DATA TO USE:
········

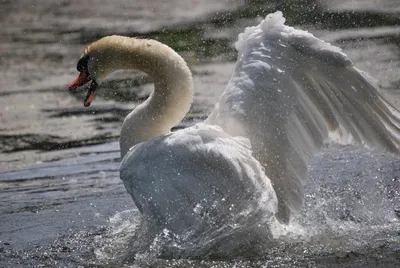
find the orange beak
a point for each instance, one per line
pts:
(82, 79)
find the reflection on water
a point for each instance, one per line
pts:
(62, 202)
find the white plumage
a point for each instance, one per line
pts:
(289, 94)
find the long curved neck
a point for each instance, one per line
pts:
(172, 95)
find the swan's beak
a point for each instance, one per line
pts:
(90, 95)
(82, 79)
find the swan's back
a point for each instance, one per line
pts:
(291, 93)
(199, 179)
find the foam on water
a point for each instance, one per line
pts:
(347, 209)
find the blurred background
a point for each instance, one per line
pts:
(59, 160)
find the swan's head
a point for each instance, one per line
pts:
(95, 64)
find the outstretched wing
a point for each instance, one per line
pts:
(290, 93)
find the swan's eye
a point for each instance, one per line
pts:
(82, 64)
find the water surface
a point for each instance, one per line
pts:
(62, 202)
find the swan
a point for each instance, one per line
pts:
(289, 95)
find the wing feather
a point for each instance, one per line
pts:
(289, 95)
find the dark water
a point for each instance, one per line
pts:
(62, 203)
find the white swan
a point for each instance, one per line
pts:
(289, 94)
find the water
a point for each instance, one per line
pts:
(62, 202)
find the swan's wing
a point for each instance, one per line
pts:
(197, 176)
(290, 93)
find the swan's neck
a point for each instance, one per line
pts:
(172, 95)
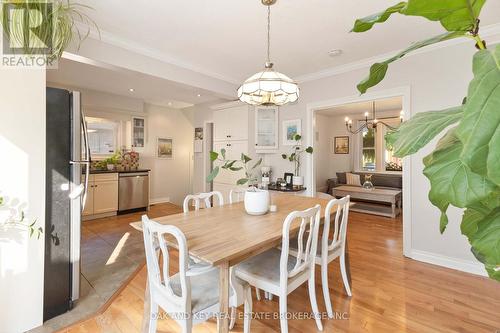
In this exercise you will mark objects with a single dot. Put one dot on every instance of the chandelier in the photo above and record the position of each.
(370, 123)
(269, 87)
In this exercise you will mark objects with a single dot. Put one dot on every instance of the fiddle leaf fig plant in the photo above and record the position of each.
(234, 165)
(464, 168)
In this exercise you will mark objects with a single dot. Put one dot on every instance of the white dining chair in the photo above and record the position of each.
(236, 195)
(190, 296)
(202, 197)
(334, 248)
(278, 273)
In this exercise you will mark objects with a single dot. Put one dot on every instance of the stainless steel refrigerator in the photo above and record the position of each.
(67, 172)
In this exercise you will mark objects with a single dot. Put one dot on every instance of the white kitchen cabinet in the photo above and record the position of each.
(231, 124)
(234, 149)
(102, 195)
(266, 129)
(138, 132)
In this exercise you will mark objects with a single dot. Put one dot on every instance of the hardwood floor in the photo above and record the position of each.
(390, 293)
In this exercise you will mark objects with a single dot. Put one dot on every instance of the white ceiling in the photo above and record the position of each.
(118, 81)
(227, 37)
(392, 105)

········

REQUEST: No pictures belong in the copy: reproduce exactly the lines above from the one that contains "find the swan's wing" through the last line of the entries.

FINISHED EXERCISE:
find the swan's wing
a point for each instance, one per line
pts:
(197, 176)
(290, 93)
find the swan's neck
a point for each instance, one per line
pts:
(172, 95)
In this exercise you will mark objects with a single dot. Put one dot on every instance of the chandelier in the photo above and record the position of each.
(370, 123)
(269, 87)
In this exercise you will mark objects with a single dot. Put one dot on every instance of the fiddle leaf fig plant in the photo above and record the position of each.
(234, 165)
(464, 168)
In this exercise you will mark objects with a single dot. Put one dot on every instance of the white dining chair in the photo above and record the position of each.
(236, 195)
(190, 296)
(202, 197)
(334, 248)
(278, 273)
In this exercise you will mark objects with a single dot. Put one dot on every instance of the stainless steel refrigerator in the photo above and record the position of each.
(67, 172)
In this exercise you will mark objects with a single dot. Put one dot on every instance of the white kitchen cabinet in the photo above and record the position of each.
(231, 124)
(234, 149)
(102, 195)
(266, 129)
(138, 132)
In this exercise you will mark objects with a single dot. Put one dot on every instance of the hardwood floor in the photo above and record the position of each.
(390, 293)
In this exercise you will mark objects with a single dot. Put one dot on every instance of the white ceiling in the photo above and record the position of each.
(118, 81)
(227, 37)
(392, 105)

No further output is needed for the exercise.